# [Textauszug]
════════════════

Die Qual einer Fehldiagnose
Antidepressiva-Therapie ohne Grund


Bezug nehmend auf das Fachbuch "Unglück auf Rezept", hier meine Geschichte:


Da es in dem Buch der Ansaris diverse Erfahrungsberichte von Patienten und ihren Angehörigen gibt, die für Leser ohne persönliche Erlebnisse auf diesem Gebiet nahezu abenteuerlich anmuten dürften, habe ich meine persönlichen Erfahrungen ebenfalls kurz zusammenfassen. Wen das nicht interessiert, der möge bitte einfach die Seite verlassen.

Ich war 18 Jahre alt, als ich einen angesehenen Neurologen und Nervenarzt aufsuchte, da ich unter Schlafstörungen, tiefer Erschöpfung, Schwindel und täglichen Kopfschmerzen litt. Als erstes bekam ich für einige Wochen Johanniskraut verschrieben und bei der nächsten Vorstellung das Trizyklikum Trimipramin, das die Schlafstörungen beheben sollte. Das war der Anfang einer Odyssee von zahllosen Medikamentenversuchen - auch in Kombination -, Klinikaufenthalten in neurologischen sowie psychosomatischen Kliniken und Reha-Einrichtungen.

════════════════

# [Datenauflistung]
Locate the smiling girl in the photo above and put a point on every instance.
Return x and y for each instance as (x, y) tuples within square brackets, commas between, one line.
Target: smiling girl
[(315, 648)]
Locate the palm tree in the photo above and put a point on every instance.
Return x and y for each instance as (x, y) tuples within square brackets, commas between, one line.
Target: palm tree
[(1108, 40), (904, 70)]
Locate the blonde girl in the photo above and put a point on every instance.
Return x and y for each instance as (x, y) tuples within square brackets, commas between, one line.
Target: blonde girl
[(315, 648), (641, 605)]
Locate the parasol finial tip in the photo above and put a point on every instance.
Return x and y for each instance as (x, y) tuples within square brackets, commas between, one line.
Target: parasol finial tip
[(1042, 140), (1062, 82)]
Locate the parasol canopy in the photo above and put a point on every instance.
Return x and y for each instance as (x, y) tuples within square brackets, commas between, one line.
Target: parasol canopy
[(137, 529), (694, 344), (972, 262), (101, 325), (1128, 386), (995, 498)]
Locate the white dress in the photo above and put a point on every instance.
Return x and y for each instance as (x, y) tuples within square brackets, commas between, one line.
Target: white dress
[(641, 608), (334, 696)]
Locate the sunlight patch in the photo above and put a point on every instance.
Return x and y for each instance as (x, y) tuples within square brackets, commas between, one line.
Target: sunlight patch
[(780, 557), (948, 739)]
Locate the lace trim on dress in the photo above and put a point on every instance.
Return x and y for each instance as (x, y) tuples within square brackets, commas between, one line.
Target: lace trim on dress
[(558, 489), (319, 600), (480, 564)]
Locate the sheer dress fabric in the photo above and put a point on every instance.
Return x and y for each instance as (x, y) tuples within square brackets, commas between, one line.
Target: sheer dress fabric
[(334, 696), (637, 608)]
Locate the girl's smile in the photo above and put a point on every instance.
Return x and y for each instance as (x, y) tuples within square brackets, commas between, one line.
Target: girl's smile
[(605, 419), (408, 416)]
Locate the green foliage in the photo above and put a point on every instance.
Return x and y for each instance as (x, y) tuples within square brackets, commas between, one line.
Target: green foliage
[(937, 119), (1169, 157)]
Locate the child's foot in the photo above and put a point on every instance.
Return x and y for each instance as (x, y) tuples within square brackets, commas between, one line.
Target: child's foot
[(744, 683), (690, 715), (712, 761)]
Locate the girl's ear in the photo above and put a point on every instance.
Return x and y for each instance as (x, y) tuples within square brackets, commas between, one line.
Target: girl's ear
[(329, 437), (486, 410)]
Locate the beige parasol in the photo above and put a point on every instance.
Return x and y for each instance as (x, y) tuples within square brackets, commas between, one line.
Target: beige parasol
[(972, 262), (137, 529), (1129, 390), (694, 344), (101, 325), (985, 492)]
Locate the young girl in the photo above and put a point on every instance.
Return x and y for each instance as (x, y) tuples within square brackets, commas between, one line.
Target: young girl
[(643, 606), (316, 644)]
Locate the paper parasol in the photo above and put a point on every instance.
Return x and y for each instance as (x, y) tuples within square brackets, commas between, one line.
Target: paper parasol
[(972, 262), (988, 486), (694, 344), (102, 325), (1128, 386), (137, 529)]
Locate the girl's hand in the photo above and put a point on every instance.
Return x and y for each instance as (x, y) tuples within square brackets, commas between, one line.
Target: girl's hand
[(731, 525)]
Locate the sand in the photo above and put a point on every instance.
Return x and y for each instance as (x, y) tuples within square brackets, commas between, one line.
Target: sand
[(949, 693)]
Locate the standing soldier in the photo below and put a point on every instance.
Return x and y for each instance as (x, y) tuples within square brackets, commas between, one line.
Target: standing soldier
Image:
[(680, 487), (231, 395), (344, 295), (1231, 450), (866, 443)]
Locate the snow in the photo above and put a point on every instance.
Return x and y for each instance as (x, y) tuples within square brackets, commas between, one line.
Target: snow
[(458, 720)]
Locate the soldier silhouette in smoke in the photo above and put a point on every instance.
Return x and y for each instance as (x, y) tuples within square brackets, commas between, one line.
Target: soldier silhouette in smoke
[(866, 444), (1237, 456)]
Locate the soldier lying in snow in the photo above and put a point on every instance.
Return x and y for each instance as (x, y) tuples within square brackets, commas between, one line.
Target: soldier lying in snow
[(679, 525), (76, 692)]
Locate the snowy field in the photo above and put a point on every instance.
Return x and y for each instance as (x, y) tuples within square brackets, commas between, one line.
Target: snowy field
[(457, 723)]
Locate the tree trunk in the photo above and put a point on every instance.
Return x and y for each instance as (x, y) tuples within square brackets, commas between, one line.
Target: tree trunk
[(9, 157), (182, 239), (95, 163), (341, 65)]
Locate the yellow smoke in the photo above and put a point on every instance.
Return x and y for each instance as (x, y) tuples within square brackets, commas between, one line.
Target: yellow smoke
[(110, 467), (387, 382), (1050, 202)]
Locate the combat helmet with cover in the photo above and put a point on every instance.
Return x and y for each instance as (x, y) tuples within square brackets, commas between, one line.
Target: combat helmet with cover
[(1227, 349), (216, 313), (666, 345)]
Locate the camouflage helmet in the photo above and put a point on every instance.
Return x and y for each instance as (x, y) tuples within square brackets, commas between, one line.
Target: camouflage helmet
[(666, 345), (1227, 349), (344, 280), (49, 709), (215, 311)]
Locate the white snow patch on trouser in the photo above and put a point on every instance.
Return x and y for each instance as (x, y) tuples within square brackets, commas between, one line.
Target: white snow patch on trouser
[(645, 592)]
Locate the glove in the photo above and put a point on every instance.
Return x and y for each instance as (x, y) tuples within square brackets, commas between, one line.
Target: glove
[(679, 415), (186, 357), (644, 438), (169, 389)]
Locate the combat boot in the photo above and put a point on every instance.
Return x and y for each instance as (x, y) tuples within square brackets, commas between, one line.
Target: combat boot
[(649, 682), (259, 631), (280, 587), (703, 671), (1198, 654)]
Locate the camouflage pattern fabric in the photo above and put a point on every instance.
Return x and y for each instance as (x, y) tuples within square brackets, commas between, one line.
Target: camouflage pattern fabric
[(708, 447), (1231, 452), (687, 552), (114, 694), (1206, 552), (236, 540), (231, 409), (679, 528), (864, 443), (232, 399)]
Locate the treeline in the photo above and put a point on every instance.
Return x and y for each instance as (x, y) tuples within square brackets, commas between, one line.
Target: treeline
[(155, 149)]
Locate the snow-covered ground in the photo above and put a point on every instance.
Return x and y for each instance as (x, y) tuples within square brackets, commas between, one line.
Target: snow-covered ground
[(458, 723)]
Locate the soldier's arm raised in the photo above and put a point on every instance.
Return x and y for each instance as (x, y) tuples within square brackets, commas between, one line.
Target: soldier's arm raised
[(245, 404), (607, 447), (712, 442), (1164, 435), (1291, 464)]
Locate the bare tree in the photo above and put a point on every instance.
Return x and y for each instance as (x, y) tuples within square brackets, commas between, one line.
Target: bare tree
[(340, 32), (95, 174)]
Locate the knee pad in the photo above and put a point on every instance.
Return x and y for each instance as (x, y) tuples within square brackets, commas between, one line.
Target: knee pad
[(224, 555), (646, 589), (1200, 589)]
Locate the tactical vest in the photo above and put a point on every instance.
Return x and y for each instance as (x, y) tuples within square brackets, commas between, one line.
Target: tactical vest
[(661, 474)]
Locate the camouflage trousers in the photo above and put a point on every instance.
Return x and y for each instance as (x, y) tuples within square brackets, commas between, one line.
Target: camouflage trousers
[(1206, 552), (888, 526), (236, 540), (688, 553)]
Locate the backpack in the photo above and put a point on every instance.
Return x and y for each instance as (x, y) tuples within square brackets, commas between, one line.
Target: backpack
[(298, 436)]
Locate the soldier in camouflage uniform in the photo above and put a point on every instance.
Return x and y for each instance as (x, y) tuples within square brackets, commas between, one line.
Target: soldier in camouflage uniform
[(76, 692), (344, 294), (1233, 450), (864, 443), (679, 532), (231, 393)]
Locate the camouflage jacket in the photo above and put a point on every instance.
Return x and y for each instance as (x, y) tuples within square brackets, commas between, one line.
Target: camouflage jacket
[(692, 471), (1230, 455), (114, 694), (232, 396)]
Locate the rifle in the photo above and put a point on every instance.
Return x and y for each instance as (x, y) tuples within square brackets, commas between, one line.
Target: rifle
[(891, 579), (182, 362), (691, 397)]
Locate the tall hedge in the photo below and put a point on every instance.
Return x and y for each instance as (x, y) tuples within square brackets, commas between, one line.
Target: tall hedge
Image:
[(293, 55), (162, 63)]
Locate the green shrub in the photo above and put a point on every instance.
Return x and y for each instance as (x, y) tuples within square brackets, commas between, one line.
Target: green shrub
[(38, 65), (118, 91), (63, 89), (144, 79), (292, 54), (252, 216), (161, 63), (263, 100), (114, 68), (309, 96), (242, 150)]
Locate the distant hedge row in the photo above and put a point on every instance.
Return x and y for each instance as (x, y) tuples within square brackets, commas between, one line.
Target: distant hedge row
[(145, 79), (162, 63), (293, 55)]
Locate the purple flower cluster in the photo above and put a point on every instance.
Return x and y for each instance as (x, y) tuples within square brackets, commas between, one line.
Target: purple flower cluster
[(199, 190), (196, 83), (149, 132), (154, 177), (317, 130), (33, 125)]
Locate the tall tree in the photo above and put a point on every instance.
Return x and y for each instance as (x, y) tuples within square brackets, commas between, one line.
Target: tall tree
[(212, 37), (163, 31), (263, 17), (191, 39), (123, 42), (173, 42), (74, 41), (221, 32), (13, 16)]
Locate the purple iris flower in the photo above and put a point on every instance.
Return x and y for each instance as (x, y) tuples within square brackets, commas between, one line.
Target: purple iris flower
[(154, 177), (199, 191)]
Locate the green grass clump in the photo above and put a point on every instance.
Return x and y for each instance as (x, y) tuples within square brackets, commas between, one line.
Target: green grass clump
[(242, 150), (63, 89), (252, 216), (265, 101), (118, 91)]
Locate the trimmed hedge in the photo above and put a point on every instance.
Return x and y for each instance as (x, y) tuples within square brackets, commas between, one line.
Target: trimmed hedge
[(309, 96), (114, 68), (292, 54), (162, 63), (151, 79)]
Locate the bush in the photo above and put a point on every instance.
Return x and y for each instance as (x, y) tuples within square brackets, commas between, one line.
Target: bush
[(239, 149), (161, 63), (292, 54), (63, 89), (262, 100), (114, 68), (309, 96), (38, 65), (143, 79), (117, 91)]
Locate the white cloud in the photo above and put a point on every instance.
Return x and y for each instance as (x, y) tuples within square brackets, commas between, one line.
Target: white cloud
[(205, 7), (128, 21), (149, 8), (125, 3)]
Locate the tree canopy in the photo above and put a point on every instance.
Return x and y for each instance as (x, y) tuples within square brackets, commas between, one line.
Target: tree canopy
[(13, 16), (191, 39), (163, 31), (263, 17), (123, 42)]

════════════════

# [Aufgabe A]
Fassen Sie den Textauszug über die Fehldiagnose in zwei Sätzen zusammen.
# [Aufgabe B]
Übersetzen Sie diesen Satz aus dem Textauszug ins Englische: "Als erstes bekam ich für einige Wochen Johanniskraut verschrieben und bei der nächsten Vorstellung das Trizyklikum Trimipramin, das die Schlafstörungen beheben sollte."

# [Schriftliche Antwort A]
Mit Bezug auf das Fachbuch "Unglück auf Rezept" fasst die schreibende Person ihre eigenen Erfahrungen kurz zusammen. Mit 18 Jahren suchte sie wegen Schlafstörungen, tiefer Erschöpfung, Schwindel und täglicher Kopfschmerzen einen Neurologen auf, bekam zuerst Johanniskraut und dann Trimipramin verschrieben, und damit begann eine Odyssee aus zahllosen Medikamentenversuchen, Klinikaufenthalten und Reha-Einrichtungen.

# [Schriftliche Antwort B]
First, I was prescribed St. John's wort for a few weeks, and at the next appointment the tricyclic trimipramine, which was supposed to resolve the sleep disorders.